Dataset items
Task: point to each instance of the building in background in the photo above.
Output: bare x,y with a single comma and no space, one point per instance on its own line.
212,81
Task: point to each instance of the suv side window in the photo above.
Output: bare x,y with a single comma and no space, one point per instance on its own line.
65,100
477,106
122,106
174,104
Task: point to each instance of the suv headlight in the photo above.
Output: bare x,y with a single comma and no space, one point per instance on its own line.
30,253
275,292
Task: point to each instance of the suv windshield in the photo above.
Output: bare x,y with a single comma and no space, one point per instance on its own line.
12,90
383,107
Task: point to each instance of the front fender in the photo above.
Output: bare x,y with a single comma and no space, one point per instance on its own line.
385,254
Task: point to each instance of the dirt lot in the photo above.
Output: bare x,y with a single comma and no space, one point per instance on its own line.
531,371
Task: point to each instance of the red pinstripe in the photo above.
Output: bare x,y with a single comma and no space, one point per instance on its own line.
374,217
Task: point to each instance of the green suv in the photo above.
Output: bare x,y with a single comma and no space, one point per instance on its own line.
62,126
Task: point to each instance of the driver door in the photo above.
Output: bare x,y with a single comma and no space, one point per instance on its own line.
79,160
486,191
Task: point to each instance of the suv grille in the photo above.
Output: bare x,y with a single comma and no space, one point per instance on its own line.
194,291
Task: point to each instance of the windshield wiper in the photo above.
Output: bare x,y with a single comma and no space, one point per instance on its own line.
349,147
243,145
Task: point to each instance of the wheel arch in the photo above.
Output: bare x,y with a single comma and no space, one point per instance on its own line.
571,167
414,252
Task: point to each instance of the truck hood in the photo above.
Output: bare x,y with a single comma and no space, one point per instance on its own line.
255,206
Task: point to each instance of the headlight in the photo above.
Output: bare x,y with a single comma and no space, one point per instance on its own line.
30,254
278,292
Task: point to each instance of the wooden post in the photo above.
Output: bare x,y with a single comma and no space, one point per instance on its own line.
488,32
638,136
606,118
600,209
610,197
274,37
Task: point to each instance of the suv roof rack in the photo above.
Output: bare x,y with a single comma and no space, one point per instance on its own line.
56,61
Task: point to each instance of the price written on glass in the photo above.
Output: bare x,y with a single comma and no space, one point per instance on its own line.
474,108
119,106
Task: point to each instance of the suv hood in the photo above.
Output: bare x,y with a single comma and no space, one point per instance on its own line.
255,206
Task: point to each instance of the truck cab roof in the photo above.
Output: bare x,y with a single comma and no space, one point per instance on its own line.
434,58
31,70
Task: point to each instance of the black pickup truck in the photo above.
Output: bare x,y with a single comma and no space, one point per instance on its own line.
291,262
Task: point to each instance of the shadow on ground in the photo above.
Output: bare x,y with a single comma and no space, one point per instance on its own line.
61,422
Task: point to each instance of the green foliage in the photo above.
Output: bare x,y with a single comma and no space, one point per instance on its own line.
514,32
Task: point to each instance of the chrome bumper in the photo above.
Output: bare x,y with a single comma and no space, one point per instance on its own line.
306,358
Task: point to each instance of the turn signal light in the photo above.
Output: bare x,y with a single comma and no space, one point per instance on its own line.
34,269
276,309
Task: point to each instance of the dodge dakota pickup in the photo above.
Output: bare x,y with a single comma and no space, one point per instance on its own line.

- Task brief -
Reproduce all data above, unchanged.

- Exercise output -
Task: point to each instance of the building in background in the photo above.
Output: bare x,y with a single comma and no space, one point per instance on its own line.
212,81
Task: point to each instance of the suv side window in the photo above.
Output: bare x,y with a single comma and no space, one point per instance on its own line.
65,100
477,106
122,106
174,104
Task: point to each instance of the suv headlight in the photo above.
Output: bare x,y with a single comma and no space, one point per instance on its own line.
30,253
275,292
Task: point to each instance of the suv windshield in the photo above.
Output: bare x,y with a single comma and no space, one point per instance on its own line.
12,90
383,107
Task: point to each instance of the front fender in the photo above.
Output: bare x,y with a single comma and no space, one point per instance on its own line.
385,254
Task: point to each instance of the dirt lot in the photo above.
Output: bare x,y with a single comma and no space, one point per instance on its own line.
531,371
Task: point to each instance of the red pinstripe in the photo above.
Output: bare x,y with a single comma and no space, one point per instance on its own line.
374,217
Task: point to each instance of the green suv in the photo above.
Output: bare x,y with a single comma and no space, one point per instance on its own line.
62,126
Task: point to each instance of the driver door in the photo above.
Output: bare x,y with a single comma and no space, one point per instance on its own line.
79,160
486,191
Task: point to each instance of the suv grille in the photo above.
Output: bare x,y with a single comma and no space, one point per instance on its own line.
194,291
Task: point to each instance of the windshield wiper in the photo above.
Output: bare x,y with a single comma and no space, one point per instance on its own line.
349,147
243,145
Task: point to each instance of the wheel arch in the photo above.
Output: bare x,y with a single comma and no space, one point per instance on its own line.
571,167
414,252
Task: point to each instance of the truck hood in the photo above.
Output: bare x,y with a single comma and no space, one point per instance on its own line.
255,206
Task: point to each instance of the headlight in the photo above.
Output: bare x,y with a single comma and no space, one point per instance on its own line.
30,254
278,292
Task: point to each instance of the wooden post in the photo above.
Output: bare x,y with a single comma and no space, one point per instance on its own line.
488,32
638,136
606,118
600,209
610,197
274,37
Task: point to each instance of the suv roof rack in the photo above.
Output: bare x,y with a single comma and no space, one point per instance on its own line.
56,61
Task: point to each instance of the price written on glass in the photo above.
Output: bare x,y with a single comma and no space, one point per instance on its own line.
474,108
119,106
Task: point to each instance of the suv hood in the photo above.
Output: bare x,y with a single comma and no space, one point per instance on its own line.
255,206
Task: point to each instance of the truck cab roof in the photo above.
Output: bare x,y with a single comma and no space, one point per instance on its own line.
434,58
31,70
Task: point to each instance of the black pickup truck in the photo above.
Output: bare x,y with a single comma and no space, one point per instance on its own line.
291,262
Task: point to each instance of the shadow on ground in the photo above.
Output: bare x,y with a single comma and no space, one point per instance on its own line.
61,422
Task: point to each instance of the green foliage in the photo above.
Output: bare x,y with a single comma and no space, one point per instance on its own line.
514,32
Task: point to each instance of the chrome bumper in the photo above.
Output: bare x,y with a single comma and no space, one point per instance on its own line.
306,358
Task: point to each instance of the turn signal light in the photo above.
Output: bare x,y with a single comma and no space, one point per instance on its own line.
34,269
276,309
Task: point to each instance of the dodge dakota pickup in the photo above.
Output: bare x,y with a single comma and no space, one point per instance on its own line.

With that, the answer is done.